WHAT IS NEEDED: Beginning with the line that holds "In this picture, where can the rock face" and ending with the last line of the entries, please output each line exactly, apart from any pictures.

═════ DATA PROVIDED

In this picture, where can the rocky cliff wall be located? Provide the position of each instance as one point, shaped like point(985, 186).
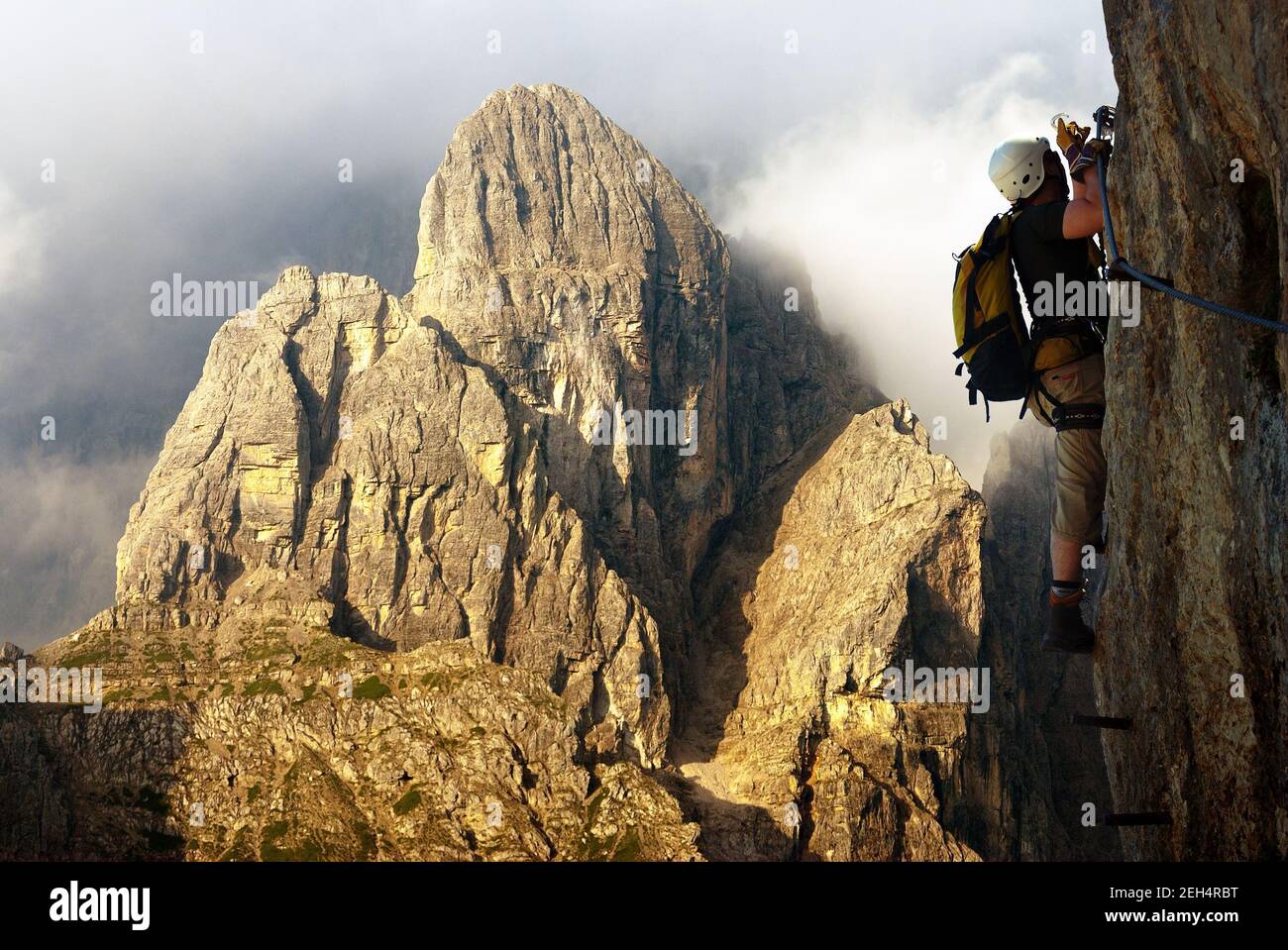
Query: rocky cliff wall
point(1193, 626)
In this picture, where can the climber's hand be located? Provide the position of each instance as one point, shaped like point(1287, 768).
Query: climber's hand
point(1069, 138)
point(1086, 158)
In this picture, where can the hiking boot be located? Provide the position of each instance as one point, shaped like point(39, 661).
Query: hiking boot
point(1065, 630)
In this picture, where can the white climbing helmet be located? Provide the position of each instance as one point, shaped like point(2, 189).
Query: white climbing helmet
point(1017, 166)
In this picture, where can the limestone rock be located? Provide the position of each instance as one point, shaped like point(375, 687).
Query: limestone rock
point(859, 554)
point(1193, 622)
point(1029, 772)
point(385, 594)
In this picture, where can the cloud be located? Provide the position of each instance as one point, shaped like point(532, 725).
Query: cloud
point(876, 198)
point(222, 164)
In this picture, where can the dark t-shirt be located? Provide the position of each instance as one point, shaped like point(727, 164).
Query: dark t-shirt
point(1042, 253)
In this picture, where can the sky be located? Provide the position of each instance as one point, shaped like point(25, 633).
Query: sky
point(142, 139)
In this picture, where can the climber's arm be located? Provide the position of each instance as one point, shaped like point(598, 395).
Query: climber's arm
point(1083, 215)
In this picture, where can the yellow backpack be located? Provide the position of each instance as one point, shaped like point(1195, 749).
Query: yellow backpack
point(992, 339)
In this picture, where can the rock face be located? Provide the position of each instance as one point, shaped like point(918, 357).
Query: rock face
point(861, 554)
point(279, 743)
point(498, 570)
point(1029, 773)
point(1194, 615)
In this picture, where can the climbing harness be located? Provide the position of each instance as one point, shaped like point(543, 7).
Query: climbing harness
point(1104, 117)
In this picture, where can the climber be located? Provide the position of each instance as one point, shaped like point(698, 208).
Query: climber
point(1051, 246)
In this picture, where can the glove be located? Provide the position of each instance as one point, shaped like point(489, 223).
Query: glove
point(1086, 158)
point(1069, 138)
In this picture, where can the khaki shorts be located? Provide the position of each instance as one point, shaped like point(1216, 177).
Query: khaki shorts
point(1080, 463)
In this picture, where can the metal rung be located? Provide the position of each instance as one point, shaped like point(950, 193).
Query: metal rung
point(1100, 721)
point(1138, 817)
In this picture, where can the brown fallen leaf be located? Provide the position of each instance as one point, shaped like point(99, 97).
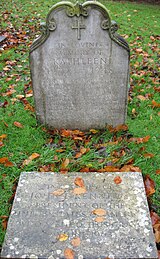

══════════

SOLVED PROBLEM:
In this picture, where can the rock face be located? Provide the position of each instance as one point, shaped like point(918, 357).
Query: rock face
point(861, 554)
point(279, 743)
point(498, 570)
point(1029, 773)
point(1194, 615)
In this picture, where can the climbing harness be located? Provide the position of each instance as one point, shaped like point(543, 7).
Query: climbing harness
point(1104, 117)
In this picture, where can the climber be located? Provide the position of each instance as one point, shaped like point(698, 208).
Query: climber
point(1051, 246)
In this picture, where can the glove be located? Provide the position of each instance as one point, shaped like point(489, 223).
Query: glove
point(1086, 158)
point(1069, 138)
In this picture, where can the khaki shorts be located? Provide the position of each instance as one point, shaped like point(1216, 177).
Query: khaki shorts
point(1080, 463)
In this picture, where can the metal rung be located? Provide the position of each instance as one point, shaped like point(950, 193).
Query: metal rung
point(1100, 721)
point(1138, 817)
In this picture, where can the brown fallen leaf be located? Provide the position of each instance as one point, shaped like point(99, 97).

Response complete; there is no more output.